Written instruction 1:
Pull out every row below that contains the string "shirt", matching case exactly.

================

# Hyatt Questions - Newbie



## Creekway6 (Oct 13, 2015)

All --

Long-time DVC owner that is looking seriously at the Hyatt system.  Primarily for use at Wild Oak in the form of "off-season" 3-day weekends.

The information here and at Kal's website have been incredibly helpful.  Still I have a couple of random questions that I'm hoping someone can help me with:

(1) Some Hyatts seem to have arrivals only on Saturday.  A few on Sunday or Saturday.  And then Wild Oak and Pinion Point allow arrivals on Friday, Saturday or Sunday.  I'm a bit confused how this later kind of arrival flexibility gels with the concept of a fixed week.

  (a) Is an arrival date specific to the contract, but set?  (I.e. some contracts arrive on Friday, some on Saturday, some Sunday?)  Or do you pick an arrival date on each usage?

  (b) Is there the same arrival date flexibility on split week, 3-day weekends?  And, if not, is the set arrival date always Friday for 3-day weekend stays?

(2) I keep reading how I would be wise to target a unit that has at least 2,000 points in trading power, as it greatly enhances not just length of stay, but overall availability in trading.

================

Written instruction 2:
Retype everything in the Hyatt forum thread above from "## Creekway6 (Oct" down to "a fixed week.", word for word.

================

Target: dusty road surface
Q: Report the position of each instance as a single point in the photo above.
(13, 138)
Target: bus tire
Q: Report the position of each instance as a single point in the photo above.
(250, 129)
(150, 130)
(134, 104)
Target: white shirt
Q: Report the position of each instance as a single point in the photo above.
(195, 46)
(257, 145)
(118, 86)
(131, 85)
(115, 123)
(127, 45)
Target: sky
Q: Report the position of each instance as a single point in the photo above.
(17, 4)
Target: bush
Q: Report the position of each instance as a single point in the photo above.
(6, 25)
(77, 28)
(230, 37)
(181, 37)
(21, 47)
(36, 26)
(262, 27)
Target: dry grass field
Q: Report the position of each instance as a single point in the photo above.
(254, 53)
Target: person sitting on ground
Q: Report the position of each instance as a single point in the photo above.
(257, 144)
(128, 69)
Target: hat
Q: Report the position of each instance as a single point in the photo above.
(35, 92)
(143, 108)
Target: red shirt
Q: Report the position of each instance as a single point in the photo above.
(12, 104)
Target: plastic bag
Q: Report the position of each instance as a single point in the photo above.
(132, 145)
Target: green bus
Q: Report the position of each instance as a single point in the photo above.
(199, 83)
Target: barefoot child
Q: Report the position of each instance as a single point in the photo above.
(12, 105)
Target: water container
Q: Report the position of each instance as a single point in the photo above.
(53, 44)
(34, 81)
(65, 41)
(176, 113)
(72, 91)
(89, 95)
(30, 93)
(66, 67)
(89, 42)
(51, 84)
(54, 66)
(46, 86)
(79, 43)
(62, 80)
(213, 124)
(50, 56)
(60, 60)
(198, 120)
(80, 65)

================

Full answer 1:
Target: white shirt
Target: red shirt

Full answer 2:
## Creekway6 (Oct 13, 2015)

All --

Long-time DVC owner that is looking seriously at the Hyatt system.  Primarily for use at Wild Oak in the form of "off-season" 3-day weekends.

The information here and at Kal's website have been incredibly helpful.  Still I have a couple of random questions that I'm hoping someone can help me with:

(1) Some Hyatts seem to have arrivals only on Saturday.  A few on Sunday or Saturday.  And then Wild Oak and Pinion Point allow arrivals on Friday, Saturday or Sunday.  I'm a bit confused how this later kind of arrival flexibility gels with the concept of a fixed week.